→ Work instructions
Transcribe the entire listing exactly.

→ Data extract

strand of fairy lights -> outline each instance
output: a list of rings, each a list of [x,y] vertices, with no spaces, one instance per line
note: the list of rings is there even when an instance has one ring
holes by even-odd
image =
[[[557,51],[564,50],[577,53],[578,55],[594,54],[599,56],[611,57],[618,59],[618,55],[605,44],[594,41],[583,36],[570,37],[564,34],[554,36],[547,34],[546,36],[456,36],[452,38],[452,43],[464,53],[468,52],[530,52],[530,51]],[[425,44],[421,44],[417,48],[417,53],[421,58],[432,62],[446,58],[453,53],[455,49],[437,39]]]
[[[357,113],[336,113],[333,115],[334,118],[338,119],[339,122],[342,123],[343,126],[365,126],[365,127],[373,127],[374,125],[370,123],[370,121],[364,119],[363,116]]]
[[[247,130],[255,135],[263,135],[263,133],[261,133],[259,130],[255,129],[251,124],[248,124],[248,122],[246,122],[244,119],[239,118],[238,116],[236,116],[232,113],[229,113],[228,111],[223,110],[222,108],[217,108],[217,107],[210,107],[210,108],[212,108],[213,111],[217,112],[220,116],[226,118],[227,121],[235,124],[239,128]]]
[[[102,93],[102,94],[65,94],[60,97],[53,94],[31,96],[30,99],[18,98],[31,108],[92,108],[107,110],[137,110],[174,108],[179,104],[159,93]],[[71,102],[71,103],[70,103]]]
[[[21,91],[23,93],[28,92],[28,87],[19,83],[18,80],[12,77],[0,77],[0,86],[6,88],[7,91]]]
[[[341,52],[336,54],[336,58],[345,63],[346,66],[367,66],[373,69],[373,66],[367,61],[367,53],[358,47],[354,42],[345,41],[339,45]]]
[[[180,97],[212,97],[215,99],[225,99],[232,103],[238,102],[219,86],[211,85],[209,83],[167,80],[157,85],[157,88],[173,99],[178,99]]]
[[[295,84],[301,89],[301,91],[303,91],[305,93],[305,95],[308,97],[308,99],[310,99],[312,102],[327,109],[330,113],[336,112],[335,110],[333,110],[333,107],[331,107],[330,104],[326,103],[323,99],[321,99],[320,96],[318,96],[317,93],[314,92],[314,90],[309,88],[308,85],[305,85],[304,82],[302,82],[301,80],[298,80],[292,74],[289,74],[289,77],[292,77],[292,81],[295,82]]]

→ Solution for this task
strand of fairy lights -> outline each instance
output: a list of rings, each a list of [x,y] vertices, with no spaces, one instance per line
note: the list of rings is there even when an instance has one ring
holes by even-odd
image =
[[[557,51],[564,50],[577,53],[578,55],[594,54],[599,56],[611,57],[618,59],[618,55],[605,44],[594,41],[583,36],[570,37],[564,34],[554,36],[547,34],[546,36],[456,36],[452,38],[452,43],[464,53],[468,52],[530,52],[530,51]],[[425,44],[421,44],[417,48],[417,53],[421,58],[432,62],[446,58],[453,53],[455,49],[437,39]]]
[[[357,113],[336,113],[333,115],[334,118],[338,119],[339,122],[342,123],[343,126],[365,126],[365,127],[373,127],[374,125],[370,123],[370,121],[364,119],[363,116]]]
[[[247,130],[255,135],[263,135],[263,133],[261,133],[259,130],[255,129],[251,124],[248,124],[248,122],[246,122],[244,119],[239,118],[238,116],[236,116],[232,113],[229,113],[228,111],[223,110],[222,108],[217,108],[217,107],[210,107],[210,108],[212,108],[213,111],[217,112],[220,116],[226,118],[227,121],[235,124],[239,128]]]
[[[102,93],[102,94],[65,94],[60,97],[53,94],[31,96],[30,99],[18,98],[31,108],[92,108],[107,110],[137,110],[174,108],[179,104],[159,93]],[[71,102],[71,103],[70,103]]]
[[[21,91],[23,93],[28,92],[28,87],[19,83],[18,80],[12,77],[0,77],[0,86],[6,88],[7,91]]]
[[[341,52],[336,54],[336,58],[345,63],[346,66],[367,66],[373,69],[373,66],[367,61],[367,53],[358,47],[354,42],[345,41],[339,45]]]
[[[180,97],[212,97],[215,99],[225,99],[232,103],[238,102],[219,86],[211,85],[209,83],[167,80],[157,85],[157,88],[173,99],[178,99]]]
[[[295,84],[301,89],[301,91],[303,91],[305,93],[305,95],[308,97],[308,99],[310,99],[312,102],[327,109],[330,113],[336,112],[335,110],[333,110],[333,107],[331,107],[330,104],[326,103],[323,99],[321,99],[320,96],[318,96],[317,93],[314,92],[314,90],[309,88],[308,85],[305,85],[304,82],[302,82],[301,80],[298,80],[292,74],[289,74],[289,77],[292,77],[292,81],[295,82]]]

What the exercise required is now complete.